# WHAT TO PRODUCE:
Copy out the listing below word for word, from its first line through the line containing "positive clicks: (76, 371)", including that line.

# INPUT DATA:
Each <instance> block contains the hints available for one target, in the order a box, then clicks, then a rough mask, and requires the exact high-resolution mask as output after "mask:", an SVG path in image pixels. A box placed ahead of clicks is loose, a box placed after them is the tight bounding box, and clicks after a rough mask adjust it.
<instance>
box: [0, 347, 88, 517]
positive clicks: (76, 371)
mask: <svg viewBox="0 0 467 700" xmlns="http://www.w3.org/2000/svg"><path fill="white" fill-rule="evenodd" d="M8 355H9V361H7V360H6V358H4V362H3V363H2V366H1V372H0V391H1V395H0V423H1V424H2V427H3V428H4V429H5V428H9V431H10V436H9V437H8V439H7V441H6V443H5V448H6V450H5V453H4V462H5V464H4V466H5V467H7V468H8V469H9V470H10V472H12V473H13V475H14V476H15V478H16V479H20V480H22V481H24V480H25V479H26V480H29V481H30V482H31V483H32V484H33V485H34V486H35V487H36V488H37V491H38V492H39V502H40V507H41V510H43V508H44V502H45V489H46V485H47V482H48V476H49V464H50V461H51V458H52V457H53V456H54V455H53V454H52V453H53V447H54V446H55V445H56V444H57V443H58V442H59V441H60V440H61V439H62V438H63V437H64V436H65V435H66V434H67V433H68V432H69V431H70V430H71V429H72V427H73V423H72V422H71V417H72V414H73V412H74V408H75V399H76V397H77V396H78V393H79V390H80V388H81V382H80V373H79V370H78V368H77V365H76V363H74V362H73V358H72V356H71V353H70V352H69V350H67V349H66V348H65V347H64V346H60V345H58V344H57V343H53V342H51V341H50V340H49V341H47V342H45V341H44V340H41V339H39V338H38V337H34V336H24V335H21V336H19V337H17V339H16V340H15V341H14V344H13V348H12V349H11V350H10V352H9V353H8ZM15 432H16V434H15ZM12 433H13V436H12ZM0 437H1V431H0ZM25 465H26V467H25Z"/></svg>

# COMPLETED TASK:
Each <instance> block contains the hints available for one target, in the order a box, then clicks, then a rough mask, and requires the exact high-resolution mask as output after "mask:", an SVG path in image pixels. A box placed ahead of clicks is loose, a box placed after them is the tight bounding box, and clicks after a rough mask adjust it.
<instance>
box: [0, 347, 88, 517]
positive clicks: (76, 371)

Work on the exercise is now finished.